◆ Exercise ◆
Return each line of the items below that contains the word "white".

◆ Provided records ◆

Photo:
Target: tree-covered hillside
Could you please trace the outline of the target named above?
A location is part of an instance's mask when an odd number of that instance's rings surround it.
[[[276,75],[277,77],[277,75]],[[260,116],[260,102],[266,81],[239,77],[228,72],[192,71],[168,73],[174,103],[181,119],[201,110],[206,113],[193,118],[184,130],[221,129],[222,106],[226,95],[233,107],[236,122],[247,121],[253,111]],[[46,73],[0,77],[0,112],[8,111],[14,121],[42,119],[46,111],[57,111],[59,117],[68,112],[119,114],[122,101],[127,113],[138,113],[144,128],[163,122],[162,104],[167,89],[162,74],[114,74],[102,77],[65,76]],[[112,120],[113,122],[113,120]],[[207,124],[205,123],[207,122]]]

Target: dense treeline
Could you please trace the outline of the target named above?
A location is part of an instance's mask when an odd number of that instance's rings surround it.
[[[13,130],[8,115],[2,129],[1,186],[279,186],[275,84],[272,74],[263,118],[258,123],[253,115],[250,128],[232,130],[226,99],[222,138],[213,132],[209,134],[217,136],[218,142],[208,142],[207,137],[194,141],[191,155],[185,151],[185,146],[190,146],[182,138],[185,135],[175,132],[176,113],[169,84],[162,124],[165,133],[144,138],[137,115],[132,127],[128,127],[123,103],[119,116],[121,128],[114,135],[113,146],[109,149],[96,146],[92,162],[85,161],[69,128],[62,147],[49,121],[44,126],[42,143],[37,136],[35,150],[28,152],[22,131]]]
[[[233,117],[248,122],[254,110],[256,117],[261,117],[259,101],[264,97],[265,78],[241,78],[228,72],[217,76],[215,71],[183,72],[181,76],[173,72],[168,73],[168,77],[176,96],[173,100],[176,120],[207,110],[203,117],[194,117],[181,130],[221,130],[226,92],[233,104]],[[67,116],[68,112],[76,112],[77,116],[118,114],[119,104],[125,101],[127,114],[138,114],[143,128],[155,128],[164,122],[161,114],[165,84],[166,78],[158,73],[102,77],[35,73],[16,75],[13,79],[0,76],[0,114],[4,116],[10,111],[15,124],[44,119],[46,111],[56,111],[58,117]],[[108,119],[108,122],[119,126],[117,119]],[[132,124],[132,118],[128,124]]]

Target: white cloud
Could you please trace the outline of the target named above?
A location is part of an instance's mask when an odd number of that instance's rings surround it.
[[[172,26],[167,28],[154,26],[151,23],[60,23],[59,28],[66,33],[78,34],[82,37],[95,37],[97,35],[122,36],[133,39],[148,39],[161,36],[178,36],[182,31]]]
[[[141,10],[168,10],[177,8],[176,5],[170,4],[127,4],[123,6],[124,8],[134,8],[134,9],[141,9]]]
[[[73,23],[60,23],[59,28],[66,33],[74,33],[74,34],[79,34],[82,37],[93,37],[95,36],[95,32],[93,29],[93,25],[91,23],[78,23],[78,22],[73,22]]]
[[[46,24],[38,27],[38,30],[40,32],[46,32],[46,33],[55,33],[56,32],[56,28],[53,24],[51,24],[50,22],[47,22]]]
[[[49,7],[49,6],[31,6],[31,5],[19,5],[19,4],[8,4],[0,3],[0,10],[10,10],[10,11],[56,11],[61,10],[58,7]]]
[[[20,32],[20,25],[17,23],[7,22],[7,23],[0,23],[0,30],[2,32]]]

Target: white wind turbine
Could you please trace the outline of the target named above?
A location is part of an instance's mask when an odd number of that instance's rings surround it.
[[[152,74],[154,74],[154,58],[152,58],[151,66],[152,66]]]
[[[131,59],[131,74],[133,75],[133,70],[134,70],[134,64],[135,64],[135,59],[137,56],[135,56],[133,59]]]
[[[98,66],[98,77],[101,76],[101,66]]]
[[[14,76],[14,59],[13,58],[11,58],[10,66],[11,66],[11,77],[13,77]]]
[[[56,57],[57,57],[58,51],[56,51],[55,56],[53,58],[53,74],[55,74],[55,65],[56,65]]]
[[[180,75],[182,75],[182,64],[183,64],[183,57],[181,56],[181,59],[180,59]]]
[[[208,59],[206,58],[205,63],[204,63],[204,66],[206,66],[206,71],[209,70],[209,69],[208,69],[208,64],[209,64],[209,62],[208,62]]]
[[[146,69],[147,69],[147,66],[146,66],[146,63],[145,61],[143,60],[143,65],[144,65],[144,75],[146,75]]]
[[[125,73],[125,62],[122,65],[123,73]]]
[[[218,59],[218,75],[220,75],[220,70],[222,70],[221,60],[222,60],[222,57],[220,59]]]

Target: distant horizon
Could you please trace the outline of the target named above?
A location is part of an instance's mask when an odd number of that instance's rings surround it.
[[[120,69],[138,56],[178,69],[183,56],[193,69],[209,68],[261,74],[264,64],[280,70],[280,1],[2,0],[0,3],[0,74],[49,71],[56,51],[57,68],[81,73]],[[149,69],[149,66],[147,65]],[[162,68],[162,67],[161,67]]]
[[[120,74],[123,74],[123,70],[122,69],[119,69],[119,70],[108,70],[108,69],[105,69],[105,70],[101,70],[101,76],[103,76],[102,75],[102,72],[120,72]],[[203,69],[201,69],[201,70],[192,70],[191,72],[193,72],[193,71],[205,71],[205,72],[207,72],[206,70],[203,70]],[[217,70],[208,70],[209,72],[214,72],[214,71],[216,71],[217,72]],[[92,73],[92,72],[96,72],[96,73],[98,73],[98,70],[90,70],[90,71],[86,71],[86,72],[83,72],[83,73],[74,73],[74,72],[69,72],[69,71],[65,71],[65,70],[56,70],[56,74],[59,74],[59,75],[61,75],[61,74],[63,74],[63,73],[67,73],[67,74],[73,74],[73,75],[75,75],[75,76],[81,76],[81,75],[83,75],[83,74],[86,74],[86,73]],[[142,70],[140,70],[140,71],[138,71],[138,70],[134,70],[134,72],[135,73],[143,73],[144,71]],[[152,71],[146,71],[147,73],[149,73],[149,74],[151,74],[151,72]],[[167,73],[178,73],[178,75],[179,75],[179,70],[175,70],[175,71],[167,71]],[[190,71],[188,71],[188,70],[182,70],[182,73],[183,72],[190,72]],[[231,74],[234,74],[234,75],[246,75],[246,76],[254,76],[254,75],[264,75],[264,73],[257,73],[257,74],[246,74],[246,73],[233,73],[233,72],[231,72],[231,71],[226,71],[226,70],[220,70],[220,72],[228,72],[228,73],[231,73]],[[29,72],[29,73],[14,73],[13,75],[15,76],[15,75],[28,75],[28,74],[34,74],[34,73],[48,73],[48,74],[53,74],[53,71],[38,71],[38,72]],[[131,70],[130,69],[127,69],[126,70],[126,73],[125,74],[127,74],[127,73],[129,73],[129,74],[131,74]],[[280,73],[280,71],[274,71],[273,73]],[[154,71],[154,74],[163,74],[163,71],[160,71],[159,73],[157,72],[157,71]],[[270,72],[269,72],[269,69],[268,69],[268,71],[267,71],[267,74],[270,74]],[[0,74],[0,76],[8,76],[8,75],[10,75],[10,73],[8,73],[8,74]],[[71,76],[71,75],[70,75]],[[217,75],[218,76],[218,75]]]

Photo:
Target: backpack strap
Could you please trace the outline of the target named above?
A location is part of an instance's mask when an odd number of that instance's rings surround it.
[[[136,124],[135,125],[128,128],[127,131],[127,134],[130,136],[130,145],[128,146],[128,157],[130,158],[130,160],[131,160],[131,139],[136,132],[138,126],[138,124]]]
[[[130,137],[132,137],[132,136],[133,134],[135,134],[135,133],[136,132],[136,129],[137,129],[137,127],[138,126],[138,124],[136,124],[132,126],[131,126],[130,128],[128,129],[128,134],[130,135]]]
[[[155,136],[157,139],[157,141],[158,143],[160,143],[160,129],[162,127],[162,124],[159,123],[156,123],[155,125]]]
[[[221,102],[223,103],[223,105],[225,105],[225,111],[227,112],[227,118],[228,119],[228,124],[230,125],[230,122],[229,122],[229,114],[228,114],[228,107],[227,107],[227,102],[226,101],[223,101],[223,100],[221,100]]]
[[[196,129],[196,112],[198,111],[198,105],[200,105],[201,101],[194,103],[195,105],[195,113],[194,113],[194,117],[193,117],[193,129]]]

◆ Task solution ◆
Target: white cloud
Target: white wind turbine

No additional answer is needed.